Stated goal
Rewrite the data below, replacing every "keypoint" with "marker" and leaving everything else as it is, and omit the pictures.

-------- Records to process --------

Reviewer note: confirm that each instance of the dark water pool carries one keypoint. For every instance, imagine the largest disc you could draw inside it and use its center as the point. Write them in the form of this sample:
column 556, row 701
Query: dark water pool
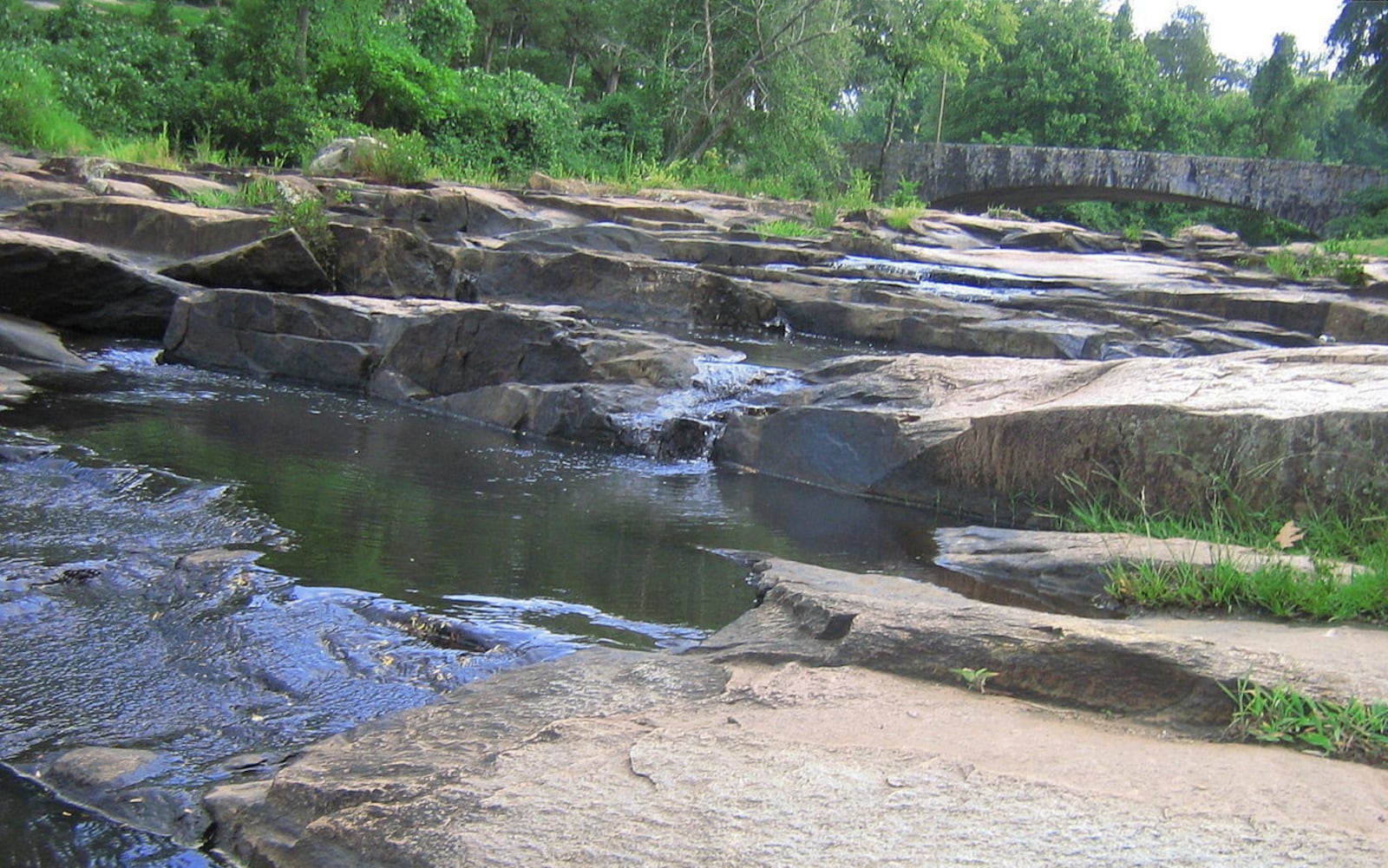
column 347, row 499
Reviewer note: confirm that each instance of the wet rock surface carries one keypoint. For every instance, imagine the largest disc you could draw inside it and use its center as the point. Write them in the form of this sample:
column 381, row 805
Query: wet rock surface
column 989, row 356
column 744, row 757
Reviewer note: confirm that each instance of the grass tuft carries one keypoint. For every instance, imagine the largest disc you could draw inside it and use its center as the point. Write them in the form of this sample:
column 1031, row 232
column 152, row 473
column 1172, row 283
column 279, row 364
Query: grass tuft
column 1352, row 729
column 1357, row 536
column 789, row 229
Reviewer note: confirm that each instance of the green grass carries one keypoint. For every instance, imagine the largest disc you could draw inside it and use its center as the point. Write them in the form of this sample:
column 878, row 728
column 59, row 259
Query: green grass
column 153, row 150
column 789, row 229
column 1274, row 588
column 1352, row 729
column 260, row 192
column 1330, row 259
column 1366, row 247
column 1357, row 534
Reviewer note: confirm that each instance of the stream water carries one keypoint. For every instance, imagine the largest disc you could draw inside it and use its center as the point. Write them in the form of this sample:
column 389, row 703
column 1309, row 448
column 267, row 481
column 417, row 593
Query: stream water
column 118, row 630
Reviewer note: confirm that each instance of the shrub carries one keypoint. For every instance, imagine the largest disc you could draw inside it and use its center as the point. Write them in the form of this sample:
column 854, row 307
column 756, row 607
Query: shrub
column 390, row 83
column 284, row 121
column 31, row 114
column 508, row 124
column 399, row 159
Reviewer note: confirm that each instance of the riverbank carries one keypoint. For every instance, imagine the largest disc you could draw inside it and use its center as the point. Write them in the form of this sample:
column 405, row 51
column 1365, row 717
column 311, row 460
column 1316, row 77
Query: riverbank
column 753, row 752
column 964, row 365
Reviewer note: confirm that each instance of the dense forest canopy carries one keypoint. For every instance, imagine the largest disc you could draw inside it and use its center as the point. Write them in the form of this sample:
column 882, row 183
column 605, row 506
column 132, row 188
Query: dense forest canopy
column 754, row 89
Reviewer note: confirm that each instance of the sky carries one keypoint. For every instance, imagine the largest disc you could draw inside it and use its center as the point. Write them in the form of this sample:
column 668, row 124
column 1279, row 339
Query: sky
column 1244, row 29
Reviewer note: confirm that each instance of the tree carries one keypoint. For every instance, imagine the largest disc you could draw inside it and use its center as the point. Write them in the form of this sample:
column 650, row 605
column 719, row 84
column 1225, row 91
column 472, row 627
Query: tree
column 754, row 60
column 1183, row 50
column 1288, row 107
column 1066, row 81
column 913, row 37
column 1362, row 34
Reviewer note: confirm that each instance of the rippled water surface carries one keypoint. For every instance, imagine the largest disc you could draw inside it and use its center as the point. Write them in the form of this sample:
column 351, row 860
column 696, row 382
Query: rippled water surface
column 363, row 513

--------

Solution to the exercise
Reviewer note: confirm that each instance of the dark water pool carries one marker. For every instance, imagine the largest disc you could draw inside it and use its center as the point. Write them in the form of this sample:
column 556, row 701
Query: dark water pool
column 347, row 499
Reviewer note: confirm that each instance of the wet rock surface carries one marker. For every instance, imagine the largest disc you could draw inside it and use its center as the point. Write them in the form of this sample:
column 381, row 805
Query: wet rock surface
column 989, row 356
column 744, row 757
Reviewer note: confirm that each instance of the grass tuft carries one marker. For every instance, imagine the largest disc you could draw inside it and use its center as the point. Write them in the form of this sample:
column 1031, row 232
column 152, row 473
column 1172, row 283
column 279, row 364
Query: grass tuft
column 1352, row 729
column 1357, row 536
column 789, row 229
Reviewer note: confirm that each instance of the green grass carries one marker. For every instance, imagine the largest disc you could draw inside it and use its center as the point. Write them in the form of this sample:
column 878, row 728
column 59, row 259
Query: green grass
column 153, row 150
column 789, row 229
column 1274, row 588
column 1352, row 729
column 260, row 192
column 1330, row 259
column 1366, row 247
column 1357, row 534
Reviewer note: confirm that each instance of the stream water carries one marker. For every instance, imagine the largest disc you could draw inside it and use its center as the point. Write them in the form of this sample:
column 389, row 703
column 1309, row 448
column 267, row 481
column 417, row 593
Query: stream water
column 118, row 630
Reviewer note: confirm that each instance of the shrub carries one marker. For every instance, imagine the largest disc you could draw inside it and use its center as the point. Write them in the form of this sample:
column 854, row 307
column 756, row 607
Query: shrub
column 390, row 83
column 284, row 121
column 31, row 114
column 508, row 124
column 399, row 159
Reviewer note: confirm that each instance of the riverbank carries one marker. For every instance, imagine the largest disc you could draw inside it and use its center as the point. Write them in the form of this sample:
column 405, row 51
column 1365, row 717
column 311, row 460
column 1316, row 77
Query: riverbank
column 753, row 752
column 964, row 365
Reviewer note: confirm that each instance of the dense forest canopy carries one marker. For every instance, imagine the largest disc you could draw inside it and use its center as the point. Write them in the form of this sample:
column 882, row 183
column 605, row 506
column 132, row 188
Query: dense forest canopy
column 754, row 89
Reviewer note: confirm that each instance of the sky carries one marker. For every instance, imagine the largest disc you could draw inside it and use its center as the point. Write them in the form of this sample:
column 668, row 124
column 1279, row 339
Query: sky
column 1244, row 29
Reviewer note: confirm that each instance of the tree carries one marker. For every instance, imagine the largest disc you could draw inside it and use its center as the point. Write them in the form of this sample:
column 650, row 605
column 719, row 84
column 1225, row 91
column 472, row 627
Query: tree
column 754, row 60
column 1183, row 50
column 1288, row 107
column 1066, row 81
column 913, row 37
column 1362, row 34
Reviewer note: confirm that each instance of the rippled water surface carries one marker. For every instance, imagine the largest disc you could draw inside it and use its center as the point. Write them in the form of this sample:
column 351, row 860
column 696, row 382
Query: rippled water surface
column 363, row 513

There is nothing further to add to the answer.